### Supplied data ###

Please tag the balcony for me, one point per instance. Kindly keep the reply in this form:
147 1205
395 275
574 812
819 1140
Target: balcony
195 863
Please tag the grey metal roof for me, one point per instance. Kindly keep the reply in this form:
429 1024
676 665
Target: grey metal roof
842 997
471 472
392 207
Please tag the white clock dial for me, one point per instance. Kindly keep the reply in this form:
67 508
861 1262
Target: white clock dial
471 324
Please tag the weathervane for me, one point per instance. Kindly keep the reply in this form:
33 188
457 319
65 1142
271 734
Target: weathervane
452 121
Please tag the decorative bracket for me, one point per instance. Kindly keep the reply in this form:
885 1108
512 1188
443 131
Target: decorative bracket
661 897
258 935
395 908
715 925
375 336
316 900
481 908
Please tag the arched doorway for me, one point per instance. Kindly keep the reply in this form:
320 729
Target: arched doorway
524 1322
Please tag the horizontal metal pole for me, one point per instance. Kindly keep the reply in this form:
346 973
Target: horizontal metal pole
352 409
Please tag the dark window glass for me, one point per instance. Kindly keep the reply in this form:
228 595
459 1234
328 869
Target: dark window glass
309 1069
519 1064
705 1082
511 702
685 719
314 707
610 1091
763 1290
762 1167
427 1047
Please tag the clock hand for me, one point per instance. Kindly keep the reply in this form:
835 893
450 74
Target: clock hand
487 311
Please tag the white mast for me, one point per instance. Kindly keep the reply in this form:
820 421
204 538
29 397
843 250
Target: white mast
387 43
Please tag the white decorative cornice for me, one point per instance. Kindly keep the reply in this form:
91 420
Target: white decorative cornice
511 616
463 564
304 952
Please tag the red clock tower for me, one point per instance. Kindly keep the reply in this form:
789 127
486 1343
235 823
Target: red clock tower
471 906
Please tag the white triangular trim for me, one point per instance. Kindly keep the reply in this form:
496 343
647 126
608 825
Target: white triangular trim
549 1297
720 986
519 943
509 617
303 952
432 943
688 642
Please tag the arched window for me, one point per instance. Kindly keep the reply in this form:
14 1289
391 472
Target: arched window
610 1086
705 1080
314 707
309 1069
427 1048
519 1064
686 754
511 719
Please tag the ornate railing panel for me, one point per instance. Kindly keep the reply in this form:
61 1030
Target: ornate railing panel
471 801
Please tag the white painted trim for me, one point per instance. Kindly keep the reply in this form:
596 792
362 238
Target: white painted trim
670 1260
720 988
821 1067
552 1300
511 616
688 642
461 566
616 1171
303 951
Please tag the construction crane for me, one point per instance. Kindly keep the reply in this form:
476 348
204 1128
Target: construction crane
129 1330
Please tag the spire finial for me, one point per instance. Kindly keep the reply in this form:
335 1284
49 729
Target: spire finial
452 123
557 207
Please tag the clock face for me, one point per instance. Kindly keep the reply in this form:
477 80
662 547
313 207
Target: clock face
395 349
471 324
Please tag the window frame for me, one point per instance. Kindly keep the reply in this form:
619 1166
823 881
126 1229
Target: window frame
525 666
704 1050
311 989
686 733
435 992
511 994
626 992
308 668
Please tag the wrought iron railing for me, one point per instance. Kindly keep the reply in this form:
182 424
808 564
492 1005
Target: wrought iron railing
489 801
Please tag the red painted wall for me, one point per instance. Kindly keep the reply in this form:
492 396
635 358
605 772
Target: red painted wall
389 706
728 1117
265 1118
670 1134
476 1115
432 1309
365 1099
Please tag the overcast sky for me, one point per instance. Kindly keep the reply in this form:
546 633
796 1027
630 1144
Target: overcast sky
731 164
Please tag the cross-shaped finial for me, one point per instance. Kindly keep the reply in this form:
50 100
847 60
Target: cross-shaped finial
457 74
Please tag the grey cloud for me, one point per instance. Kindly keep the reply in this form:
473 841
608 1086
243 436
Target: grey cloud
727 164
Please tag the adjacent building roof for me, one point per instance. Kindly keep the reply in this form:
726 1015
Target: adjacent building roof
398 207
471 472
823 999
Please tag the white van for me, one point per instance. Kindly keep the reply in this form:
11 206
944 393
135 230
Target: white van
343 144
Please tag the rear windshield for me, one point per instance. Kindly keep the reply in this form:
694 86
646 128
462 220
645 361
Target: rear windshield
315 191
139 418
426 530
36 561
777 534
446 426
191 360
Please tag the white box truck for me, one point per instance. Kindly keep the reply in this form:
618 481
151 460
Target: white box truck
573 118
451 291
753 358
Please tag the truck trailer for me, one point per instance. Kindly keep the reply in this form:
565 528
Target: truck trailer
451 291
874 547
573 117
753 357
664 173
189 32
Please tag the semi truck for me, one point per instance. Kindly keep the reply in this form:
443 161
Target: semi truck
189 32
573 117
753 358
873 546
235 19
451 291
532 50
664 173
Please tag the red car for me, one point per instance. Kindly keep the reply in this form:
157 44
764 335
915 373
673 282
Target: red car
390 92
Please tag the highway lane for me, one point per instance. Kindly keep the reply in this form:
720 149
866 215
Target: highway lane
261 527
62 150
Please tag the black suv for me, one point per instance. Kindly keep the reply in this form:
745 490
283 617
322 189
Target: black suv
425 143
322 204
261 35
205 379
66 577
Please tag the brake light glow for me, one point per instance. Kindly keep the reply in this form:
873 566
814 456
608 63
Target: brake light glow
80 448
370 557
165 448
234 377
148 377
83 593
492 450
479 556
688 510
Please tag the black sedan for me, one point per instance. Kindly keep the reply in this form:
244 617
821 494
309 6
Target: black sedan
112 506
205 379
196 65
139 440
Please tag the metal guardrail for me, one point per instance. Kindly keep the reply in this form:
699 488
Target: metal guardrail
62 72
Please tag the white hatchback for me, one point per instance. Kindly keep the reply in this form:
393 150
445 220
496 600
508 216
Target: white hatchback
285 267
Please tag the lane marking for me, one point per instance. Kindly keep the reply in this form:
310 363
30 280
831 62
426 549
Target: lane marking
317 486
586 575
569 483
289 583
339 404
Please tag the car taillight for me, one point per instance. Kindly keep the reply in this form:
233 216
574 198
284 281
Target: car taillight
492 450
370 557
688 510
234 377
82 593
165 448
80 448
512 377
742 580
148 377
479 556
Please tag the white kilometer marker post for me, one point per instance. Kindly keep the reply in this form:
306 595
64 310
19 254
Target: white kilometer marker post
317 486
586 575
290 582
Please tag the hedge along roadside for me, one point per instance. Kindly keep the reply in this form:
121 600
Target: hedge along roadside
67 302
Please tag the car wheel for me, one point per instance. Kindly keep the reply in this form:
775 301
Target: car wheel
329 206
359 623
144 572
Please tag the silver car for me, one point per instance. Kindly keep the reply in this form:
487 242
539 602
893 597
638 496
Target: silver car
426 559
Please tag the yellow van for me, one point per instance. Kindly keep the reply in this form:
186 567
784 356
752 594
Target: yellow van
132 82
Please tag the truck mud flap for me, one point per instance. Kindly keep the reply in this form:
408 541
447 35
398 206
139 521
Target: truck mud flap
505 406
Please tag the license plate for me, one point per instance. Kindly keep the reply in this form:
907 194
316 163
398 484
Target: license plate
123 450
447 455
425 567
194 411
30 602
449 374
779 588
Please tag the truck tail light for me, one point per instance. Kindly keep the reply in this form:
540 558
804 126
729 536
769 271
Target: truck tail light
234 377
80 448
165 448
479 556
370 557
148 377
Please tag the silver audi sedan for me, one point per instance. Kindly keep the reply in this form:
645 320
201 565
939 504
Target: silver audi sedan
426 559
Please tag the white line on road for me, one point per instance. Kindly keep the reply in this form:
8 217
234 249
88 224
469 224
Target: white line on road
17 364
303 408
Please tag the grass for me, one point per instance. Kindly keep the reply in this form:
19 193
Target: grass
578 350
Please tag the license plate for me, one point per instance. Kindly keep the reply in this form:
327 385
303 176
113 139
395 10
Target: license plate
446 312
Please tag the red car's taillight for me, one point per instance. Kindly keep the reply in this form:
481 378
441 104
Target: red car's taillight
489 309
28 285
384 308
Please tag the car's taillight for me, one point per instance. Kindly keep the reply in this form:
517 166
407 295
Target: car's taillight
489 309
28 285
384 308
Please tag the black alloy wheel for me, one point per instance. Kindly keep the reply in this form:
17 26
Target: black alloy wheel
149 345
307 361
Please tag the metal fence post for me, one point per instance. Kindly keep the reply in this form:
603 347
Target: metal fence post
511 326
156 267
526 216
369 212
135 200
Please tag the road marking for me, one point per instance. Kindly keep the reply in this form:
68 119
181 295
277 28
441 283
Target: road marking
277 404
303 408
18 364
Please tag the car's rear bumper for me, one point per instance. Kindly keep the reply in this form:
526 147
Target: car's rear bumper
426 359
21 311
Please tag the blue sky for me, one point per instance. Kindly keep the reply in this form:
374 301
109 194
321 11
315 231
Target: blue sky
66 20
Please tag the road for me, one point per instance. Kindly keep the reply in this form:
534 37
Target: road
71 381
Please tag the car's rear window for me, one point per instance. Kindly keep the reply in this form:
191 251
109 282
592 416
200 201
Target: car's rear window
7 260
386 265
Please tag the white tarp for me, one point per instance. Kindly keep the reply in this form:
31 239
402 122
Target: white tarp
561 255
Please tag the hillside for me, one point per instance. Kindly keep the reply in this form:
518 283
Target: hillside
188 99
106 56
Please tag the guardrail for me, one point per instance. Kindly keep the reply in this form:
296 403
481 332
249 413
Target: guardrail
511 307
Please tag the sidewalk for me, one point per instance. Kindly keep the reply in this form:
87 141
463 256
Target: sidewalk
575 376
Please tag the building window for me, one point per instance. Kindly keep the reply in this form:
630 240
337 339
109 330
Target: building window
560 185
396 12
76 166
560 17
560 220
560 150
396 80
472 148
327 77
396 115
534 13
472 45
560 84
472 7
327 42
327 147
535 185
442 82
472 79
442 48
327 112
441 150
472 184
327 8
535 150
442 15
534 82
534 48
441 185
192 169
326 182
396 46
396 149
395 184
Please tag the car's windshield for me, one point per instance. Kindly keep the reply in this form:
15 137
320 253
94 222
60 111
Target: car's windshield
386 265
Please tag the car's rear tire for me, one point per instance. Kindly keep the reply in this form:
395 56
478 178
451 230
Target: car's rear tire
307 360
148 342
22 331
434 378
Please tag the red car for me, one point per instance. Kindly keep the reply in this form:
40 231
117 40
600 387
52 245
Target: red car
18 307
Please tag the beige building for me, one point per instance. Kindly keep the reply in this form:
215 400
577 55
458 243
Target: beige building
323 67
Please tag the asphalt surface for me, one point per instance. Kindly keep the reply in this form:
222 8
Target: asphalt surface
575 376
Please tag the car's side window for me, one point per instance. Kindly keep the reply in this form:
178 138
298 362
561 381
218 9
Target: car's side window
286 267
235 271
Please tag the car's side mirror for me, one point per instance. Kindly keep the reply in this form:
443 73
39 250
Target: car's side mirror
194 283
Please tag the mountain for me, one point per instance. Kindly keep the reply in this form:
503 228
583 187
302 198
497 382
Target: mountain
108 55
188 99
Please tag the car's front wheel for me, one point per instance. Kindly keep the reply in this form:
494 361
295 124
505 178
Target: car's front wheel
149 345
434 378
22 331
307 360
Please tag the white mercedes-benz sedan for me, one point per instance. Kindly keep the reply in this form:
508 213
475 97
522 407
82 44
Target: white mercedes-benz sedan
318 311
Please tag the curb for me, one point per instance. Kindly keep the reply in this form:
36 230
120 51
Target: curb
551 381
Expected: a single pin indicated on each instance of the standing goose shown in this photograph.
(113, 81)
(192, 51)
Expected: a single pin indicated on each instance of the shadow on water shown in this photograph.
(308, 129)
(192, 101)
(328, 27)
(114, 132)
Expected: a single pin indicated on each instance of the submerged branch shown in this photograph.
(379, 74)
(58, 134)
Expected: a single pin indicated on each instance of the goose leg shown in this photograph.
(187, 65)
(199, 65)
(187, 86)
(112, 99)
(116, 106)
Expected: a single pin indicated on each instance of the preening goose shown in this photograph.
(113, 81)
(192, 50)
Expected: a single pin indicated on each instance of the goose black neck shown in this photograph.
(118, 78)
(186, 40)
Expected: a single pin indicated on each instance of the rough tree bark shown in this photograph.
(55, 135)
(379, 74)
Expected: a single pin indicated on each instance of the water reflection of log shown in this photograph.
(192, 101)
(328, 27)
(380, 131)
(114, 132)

###

• **Exercise instructions**:
Set out exactly the run of lines that begins at the line holding "Please tag the curb" and ends at the last line of the data.

• **Complete response**:
Please tag the curb for me, one point per instance. Kindly keep the reply in this form:
36 230
120 51
Target: curb
551 381
Expected: a single pin indicated on each instance of the standing goose shown in this photograph.
(113, 81)
(192, 51)
Expected: a single pin indicated on each instance of the shadow on water shown in this photograph.
(308, 129)
(192, 101)
(328, 27)
(114, 132)
Expected: a single pin indicated on each instance of the submerged branch shown in this photograph.
(379, 74)
(58, 134)
Expected: a single pin indicated on each instance of the goose leg shown in this photograph.
(187, 65)
(199, 65)
(187, 86)
(112, 99)
(116, 106)
Expected: a single pin indicated on each instance of the preening goose shown in this photograph.
(113, 81)
(192, 50)
Expected: a single pin indicated on each instance of the goose black neck shown in this photograph.
(118, 78)
(186, 40)
Expected: a single pin indicated on each instance of the rough tree bark shown in this photograph.
(55, 135)
(379, 74)
Expected: a single pin indicated on each instance of the water reflection of log shown in this photograph.
(192, 101)
(328, 27)
(380, 131)
(114, 132)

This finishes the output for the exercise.